#### What the task requires
Return the complete listing that follows, with each line reproduced exactly.

#### Material to process
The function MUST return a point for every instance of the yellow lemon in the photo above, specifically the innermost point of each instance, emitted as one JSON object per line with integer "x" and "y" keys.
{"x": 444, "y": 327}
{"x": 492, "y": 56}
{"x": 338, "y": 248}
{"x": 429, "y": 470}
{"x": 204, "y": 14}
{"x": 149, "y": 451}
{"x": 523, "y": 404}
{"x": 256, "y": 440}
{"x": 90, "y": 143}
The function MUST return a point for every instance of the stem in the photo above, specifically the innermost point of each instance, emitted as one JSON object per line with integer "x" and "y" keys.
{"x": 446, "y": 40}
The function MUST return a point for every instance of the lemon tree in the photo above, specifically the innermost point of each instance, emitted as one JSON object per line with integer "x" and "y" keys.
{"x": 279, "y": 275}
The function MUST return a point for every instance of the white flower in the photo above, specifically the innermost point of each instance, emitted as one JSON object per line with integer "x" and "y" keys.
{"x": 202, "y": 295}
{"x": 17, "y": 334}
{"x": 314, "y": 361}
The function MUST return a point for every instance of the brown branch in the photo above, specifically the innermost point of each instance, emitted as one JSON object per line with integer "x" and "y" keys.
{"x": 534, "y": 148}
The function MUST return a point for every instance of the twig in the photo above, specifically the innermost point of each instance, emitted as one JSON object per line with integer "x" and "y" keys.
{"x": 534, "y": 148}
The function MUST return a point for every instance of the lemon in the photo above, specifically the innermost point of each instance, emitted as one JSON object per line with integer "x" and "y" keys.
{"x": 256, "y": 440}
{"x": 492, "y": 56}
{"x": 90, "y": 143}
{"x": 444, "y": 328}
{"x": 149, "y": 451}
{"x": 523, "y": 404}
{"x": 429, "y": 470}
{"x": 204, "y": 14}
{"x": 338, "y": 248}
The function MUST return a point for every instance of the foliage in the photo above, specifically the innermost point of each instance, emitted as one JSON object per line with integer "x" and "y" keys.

#### Solution below
The function MUST return a point for every instance of the yellow lemon in the photo above, specifically the innermost point of each instance, emitted as one JSON object per line with integer "x" and "y" keys.
{"x": 444, "y": 327}
{"x": 492, "y": 56}
{"x": 338, "y": 248}
{"x": 429, "y": 470}
{"x": 204, "y": 14}
{"x": 149, "y": 451}
{"x": 523, "y": 404}
{"x": 256, "y": 440}
{"x": 90, "y": 143}
The function MUST return a point for every instance of the stem in the photo above, specifically the innermost point of each instance, emitted as one JSON object per line with integer "x" and "y" keys.
{"x": 446, "y": 40}
The function MUST return a point for every instance of the lemon tree in the photo above, specifically the innermost point of each instance, emitted as one JSON object per line with integer "x" and "y" keys.
{"x": 279, "y": 275}
The function MUST return a point for every instance of the white flower in the photo above, specifically the innermost point of each instance, emitted as one JSON object per line with integer "x" and "y" keys.
{"x": 202, "y": 295}
{"x": 17, "y": 334}
{"x": 314, "y": 361}
The function MUST return a point for every instance of the brown branch in the photo above, specifically the innermost point of each instance, emitted as one JSON object per line with integer "x" and "y" keys.
{"x": 534, "y": 148}
The function MUST return a point for every instance of the twig in the photo above, specifically the innermost point of each instance, emitted as one JSON object per line with integer "x" and "y" keys.
{"x": 534, "y": 148}
The function MUST return a point for every instance of the lemon in the photo above, specifically the innermost point of each instance, emitted as one JSON object per line with integer "x" and "y" keys.
{"x": 256, "y": 440}
{"x": 492, "y": 56}
{"x": 90, "y": 143}
{"x": 444, "y": 328}
{"x": 149, "y": 451}
{"x": 523, "y": 404}
{"x": 429, "y": 470}
{"x": 204, "y": 14}
{"x": 338, "y": 248}
The function MUST return a point for every instance of the foliage in the photo above, specifically the innermost point of each instance, emitted as one JSON object per line with integer "x" and "y" keys.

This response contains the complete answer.